[[ Passage, beginning ]]

Technique variations

The starting point of the surgery may be the hymenal ring or the introitus, defined as where the line of the labia minora meets the perineum [137]. The extent of skin incision and dissection varies according to the extent of the defect [138]. There are variations in suture type and gauge [136]. The order of perineal muscle approximation can vary and may be performed individually or en bloc [136]. The approximated perineal body muscles can be attached superiorly to the levator ani muscles and/or the fibromuscular layer of the posterior vaginal wall [136].

Special terminology considerations

If the surgeon is performing a posterior vaginal repair at the same time, which is common, the terms “colpoperineorrhaphy” or “colpoperineoplasty” to designate the performance of both procedures should be avoided as it does not clearly delineate the posterior vaginal repair and the perineal repair. The term “perineoplasty” is not acceptable for perineal repair, as the term “perineoplasty” has been used interchangeably with widening genital hiatus for vaginal stenosis [139]. However, the synonym “perineorrhaphy” is acceptable as this term more specifically describes the nature of perineal repair.

In communications regarding this procedure, the specific components of the perineal body that the surgeon integrated should be specified, as the term perineal repair, while most appropriate, is not specific to which muscular or structural components are integrated by the surgeon. These details may be important in ongoing care of the patient or in the management of complications.

Summary

Perineal repair is performed to address a defect or attenuation of the perineal body, and it must approximate muscles of the perineal body. It generally results in a decrease in the size of the genital hiatus and an increase in the length of the perineal body.

Levator ani plication

Levator ani plication involves plication of the levator ani muscle toward the midline, incorporating a portion of the lateral fibromuscular layer of the posterior vaginal wall (Table 1) [140]. It is considered a constricting surgical procedure in which the goal is to narrow the distal vagina to close a defect in the genital hiatus. It is relatively contraindicated in women who have or desire future receptive vaginal intercourse because of high rates of dyspareunia.

Procedure description

Equipment

A levator plication can be performed transperineally or transvaginally, and basic equipment matches these approaches (Table 2).

List of steps

  1. Step 1:

    The distal portion of the levator ani muscles is identified either before or after the repair of the fibromuscular tissue in a posterior vaginal repair.

  2. Step 2:

    Sutures are placed laterally in the levator ani muscles incorporating a portion of the lateral fibromuscular layer of the posterior vaginal wall.

[[ Passage, end ]]

• Prompt A: According to the perineal repair passage, in which women is levator ani plication relatively contraindicated?
• Prompt B: Rewrite the part of the perineal repair passage that begins at "In communications regarding" and ends after "management of complications.", changing "surgeon" to "operator" throughout.

[[ Data provided, beginning ]]

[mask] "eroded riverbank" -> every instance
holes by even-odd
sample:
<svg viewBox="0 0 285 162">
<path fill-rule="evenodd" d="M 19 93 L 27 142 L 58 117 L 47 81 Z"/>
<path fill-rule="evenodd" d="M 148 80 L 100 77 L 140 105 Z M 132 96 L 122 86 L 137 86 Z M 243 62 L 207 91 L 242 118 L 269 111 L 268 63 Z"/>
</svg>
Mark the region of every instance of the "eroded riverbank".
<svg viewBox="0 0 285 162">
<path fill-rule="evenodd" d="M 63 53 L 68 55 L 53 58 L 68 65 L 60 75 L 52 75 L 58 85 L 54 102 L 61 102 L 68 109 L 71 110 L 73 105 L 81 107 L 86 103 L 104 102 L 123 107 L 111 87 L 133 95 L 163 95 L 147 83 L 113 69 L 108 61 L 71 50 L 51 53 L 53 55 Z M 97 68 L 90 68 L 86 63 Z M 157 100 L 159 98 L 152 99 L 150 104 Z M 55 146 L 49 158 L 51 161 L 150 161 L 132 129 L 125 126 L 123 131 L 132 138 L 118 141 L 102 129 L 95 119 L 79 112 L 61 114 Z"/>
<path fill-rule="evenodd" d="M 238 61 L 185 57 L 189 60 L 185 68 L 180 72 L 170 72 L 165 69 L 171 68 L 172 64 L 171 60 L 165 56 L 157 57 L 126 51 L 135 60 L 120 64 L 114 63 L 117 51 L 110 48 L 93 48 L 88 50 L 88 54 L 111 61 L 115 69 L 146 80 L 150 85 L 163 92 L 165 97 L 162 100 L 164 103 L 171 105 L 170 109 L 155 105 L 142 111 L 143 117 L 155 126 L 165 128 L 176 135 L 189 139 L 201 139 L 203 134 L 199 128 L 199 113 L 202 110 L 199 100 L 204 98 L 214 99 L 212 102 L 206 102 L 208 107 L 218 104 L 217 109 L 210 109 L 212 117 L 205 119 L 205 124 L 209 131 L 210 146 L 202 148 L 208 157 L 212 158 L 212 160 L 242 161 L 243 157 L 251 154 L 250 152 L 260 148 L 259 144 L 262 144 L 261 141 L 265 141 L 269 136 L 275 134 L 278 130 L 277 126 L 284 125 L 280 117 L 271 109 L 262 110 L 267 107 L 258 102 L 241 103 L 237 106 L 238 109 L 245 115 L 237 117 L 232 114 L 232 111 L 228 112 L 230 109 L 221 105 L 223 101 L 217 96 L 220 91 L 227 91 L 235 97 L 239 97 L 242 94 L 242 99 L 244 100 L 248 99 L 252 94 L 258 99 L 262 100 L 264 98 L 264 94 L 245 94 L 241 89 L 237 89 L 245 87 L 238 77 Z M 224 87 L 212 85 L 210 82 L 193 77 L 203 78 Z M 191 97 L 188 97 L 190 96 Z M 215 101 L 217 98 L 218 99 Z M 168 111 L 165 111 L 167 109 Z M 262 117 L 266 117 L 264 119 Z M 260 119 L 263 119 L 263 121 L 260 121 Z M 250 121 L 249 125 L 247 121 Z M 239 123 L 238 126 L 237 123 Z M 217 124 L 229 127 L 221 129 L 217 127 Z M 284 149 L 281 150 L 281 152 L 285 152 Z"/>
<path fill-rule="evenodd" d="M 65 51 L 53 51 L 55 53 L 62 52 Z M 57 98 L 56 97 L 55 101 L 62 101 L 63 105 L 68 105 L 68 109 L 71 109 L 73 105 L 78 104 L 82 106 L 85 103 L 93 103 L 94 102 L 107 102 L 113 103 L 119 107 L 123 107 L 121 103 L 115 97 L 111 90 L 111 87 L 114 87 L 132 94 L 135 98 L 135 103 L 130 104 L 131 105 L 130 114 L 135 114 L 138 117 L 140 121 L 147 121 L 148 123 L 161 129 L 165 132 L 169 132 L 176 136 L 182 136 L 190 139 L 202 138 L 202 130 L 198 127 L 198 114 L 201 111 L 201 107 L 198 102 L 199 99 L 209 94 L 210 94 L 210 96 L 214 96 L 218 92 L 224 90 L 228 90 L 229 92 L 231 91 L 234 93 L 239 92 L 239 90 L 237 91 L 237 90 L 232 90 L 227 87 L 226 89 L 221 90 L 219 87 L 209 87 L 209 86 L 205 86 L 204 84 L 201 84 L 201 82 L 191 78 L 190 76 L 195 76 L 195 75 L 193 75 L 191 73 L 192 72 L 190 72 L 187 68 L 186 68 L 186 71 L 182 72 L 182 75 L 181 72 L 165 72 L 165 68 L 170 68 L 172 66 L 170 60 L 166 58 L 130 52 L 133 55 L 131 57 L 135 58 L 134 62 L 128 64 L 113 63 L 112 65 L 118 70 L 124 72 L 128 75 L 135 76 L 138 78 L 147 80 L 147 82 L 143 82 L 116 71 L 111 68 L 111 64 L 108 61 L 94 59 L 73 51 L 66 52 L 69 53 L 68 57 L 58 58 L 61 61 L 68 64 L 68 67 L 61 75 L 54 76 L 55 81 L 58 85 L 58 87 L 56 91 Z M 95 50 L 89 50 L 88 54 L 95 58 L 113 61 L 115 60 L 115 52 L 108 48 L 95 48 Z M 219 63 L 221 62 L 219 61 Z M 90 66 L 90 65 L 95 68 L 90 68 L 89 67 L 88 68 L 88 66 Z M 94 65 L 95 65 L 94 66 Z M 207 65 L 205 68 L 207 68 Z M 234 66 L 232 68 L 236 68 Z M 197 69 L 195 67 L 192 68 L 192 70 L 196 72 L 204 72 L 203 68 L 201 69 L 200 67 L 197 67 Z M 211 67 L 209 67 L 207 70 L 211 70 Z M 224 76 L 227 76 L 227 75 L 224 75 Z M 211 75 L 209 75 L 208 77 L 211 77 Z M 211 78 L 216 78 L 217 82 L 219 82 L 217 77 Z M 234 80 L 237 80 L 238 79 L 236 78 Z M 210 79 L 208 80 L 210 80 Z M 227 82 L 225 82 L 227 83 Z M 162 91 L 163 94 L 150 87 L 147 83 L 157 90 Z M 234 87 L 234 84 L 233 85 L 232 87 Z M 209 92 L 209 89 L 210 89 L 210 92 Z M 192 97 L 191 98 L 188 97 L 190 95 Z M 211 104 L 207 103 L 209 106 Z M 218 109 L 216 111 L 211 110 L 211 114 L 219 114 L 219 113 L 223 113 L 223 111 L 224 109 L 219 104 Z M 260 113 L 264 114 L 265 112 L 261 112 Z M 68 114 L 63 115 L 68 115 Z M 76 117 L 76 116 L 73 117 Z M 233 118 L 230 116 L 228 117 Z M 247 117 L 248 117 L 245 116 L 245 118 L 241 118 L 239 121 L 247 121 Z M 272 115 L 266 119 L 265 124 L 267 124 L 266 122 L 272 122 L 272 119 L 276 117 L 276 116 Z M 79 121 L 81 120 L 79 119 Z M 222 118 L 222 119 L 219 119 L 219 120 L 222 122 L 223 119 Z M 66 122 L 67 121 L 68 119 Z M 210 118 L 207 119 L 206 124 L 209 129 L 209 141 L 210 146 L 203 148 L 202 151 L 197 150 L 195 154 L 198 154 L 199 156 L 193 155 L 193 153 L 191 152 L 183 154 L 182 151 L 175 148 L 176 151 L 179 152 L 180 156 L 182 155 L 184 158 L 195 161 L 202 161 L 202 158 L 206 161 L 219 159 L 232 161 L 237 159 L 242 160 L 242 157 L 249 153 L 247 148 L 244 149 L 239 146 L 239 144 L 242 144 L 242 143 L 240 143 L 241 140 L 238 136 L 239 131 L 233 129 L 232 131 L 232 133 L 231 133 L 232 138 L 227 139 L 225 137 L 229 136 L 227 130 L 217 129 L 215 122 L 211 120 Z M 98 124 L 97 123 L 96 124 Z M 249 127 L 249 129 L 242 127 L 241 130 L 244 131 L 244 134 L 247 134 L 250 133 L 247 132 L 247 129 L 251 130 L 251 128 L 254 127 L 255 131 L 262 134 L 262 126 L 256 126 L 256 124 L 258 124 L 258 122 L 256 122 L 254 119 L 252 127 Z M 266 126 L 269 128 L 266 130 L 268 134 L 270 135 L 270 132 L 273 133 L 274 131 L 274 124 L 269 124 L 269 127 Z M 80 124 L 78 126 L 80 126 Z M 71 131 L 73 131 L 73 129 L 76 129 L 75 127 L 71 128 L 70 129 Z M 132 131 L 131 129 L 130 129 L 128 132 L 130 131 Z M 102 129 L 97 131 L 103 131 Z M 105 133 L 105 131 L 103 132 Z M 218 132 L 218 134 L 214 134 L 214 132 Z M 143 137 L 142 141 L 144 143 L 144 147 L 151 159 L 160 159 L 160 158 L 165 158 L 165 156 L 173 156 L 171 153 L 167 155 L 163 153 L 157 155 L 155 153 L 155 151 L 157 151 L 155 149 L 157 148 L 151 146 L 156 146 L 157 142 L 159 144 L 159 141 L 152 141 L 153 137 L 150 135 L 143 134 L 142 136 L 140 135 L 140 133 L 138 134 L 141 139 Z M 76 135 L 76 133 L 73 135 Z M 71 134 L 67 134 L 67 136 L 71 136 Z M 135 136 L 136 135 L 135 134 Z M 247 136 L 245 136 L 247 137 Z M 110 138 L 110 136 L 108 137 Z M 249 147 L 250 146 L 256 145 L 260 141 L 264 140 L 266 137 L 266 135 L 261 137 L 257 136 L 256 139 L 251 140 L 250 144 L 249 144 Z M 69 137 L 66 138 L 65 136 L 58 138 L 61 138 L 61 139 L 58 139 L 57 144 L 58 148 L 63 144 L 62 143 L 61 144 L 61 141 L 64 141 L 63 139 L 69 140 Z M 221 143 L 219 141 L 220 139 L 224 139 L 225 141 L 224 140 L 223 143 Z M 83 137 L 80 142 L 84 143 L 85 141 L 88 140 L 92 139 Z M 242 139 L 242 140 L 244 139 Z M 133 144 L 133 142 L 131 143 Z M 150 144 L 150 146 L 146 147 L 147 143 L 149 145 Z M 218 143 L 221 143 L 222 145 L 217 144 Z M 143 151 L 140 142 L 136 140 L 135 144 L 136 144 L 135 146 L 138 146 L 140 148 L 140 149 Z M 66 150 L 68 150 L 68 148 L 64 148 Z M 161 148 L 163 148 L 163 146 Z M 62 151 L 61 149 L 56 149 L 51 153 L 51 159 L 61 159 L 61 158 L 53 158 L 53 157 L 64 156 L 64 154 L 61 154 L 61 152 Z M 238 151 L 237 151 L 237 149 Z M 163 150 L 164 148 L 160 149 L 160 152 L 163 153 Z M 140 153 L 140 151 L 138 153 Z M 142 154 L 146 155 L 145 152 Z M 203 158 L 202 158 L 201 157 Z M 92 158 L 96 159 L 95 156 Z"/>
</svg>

[[ Data provided, end ]]

• Task output A: It is relatively contraindicated in women who have or desire future receptive vaginal intercourse.

• Task output B:
In communications regarding this procedure, the specific components of the perineal body that the operator integrated should be specified, as the term perineal repair, while most appropriate, is not specific to which muscular or structural components are integrated by the operator. These details may be important in ongoing care of the patient or in the management of complications.